[Recorded data]
<<<<

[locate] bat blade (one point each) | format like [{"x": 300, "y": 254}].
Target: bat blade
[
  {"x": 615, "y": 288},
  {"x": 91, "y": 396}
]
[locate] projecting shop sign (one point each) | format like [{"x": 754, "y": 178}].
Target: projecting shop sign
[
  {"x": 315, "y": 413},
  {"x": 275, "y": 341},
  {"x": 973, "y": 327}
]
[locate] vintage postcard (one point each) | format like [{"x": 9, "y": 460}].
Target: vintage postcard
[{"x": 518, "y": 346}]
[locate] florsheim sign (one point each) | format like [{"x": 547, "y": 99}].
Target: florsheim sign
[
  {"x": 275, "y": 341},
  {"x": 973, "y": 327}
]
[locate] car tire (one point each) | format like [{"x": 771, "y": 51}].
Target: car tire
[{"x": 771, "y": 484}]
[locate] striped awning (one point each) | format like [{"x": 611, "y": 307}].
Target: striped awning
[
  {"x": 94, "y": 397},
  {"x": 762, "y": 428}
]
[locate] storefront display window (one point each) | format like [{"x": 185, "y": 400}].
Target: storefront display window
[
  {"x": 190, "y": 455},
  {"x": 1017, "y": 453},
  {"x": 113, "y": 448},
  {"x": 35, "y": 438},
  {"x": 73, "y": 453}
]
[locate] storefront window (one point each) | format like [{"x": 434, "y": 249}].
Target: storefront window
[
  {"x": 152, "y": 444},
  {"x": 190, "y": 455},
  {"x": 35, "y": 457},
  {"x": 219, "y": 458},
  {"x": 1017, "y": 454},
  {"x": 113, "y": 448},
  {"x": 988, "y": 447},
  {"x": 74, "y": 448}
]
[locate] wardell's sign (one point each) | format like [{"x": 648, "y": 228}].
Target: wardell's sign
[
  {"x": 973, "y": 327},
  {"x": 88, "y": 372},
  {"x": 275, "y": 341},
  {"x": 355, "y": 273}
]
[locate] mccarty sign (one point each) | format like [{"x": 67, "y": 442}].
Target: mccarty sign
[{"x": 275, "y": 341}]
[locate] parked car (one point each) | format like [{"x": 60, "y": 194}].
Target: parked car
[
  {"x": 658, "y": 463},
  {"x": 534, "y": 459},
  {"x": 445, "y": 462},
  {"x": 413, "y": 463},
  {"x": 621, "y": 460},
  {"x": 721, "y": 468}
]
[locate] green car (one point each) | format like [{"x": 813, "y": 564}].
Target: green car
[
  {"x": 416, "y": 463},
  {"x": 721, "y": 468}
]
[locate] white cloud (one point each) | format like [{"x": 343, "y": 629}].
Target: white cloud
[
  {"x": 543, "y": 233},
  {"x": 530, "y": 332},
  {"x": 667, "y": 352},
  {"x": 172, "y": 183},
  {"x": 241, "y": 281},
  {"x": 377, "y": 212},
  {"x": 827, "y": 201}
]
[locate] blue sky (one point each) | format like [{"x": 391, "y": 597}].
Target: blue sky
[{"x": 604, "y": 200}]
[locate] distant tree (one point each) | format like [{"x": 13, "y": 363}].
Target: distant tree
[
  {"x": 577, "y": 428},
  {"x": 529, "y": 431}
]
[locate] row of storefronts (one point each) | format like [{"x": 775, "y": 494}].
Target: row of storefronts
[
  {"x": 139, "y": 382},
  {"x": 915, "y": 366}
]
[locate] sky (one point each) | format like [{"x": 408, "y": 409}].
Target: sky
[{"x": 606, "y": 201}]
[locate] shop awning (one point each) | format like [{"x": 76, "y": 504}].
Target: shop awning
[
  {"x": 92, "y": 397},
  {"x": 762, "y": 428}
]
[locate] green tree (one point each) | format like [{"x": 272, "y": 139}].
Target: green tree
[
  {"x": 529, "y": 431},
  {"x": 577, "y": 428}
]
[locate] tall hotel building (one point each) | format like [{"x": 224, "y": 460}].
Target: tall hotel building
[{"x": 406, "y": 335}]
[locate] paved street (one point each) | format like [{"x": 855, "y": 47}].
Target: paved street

>>>>

● **What this task involves**
In the records above, find the line containing "[locate] sky (one"; please retype it and every line after it through the last line, exactly and with nothing else.

● **Solution to this problem**
[locate] sky (one point each) | format like [{"x": 408, "y": 409}].
Target: sky
[{"x": 606, "y": 201}]
[locate] shop awning (one point each) | format like [{"x": 76, "y": 504}].
Target: shop awning
[
  {"x": 92, "y": 397},
  {"x": 762, "y": 428}
]
[locate] green tree (one point each) | format like [{"x": 272, "y": 139}].
Target: green tree
[
  {"x": 529, "y": 431},
  {"x": 577, "y": 428}
]
[locate] tall hotel building (one point each) | format like [{"x": 224, "y": 460}].
Target: tall hotel building
[{"x": 406, "y": 335}]
[locate] paved street (one point each) | format like [{"x": 855, "y": 47}].
Target: paved street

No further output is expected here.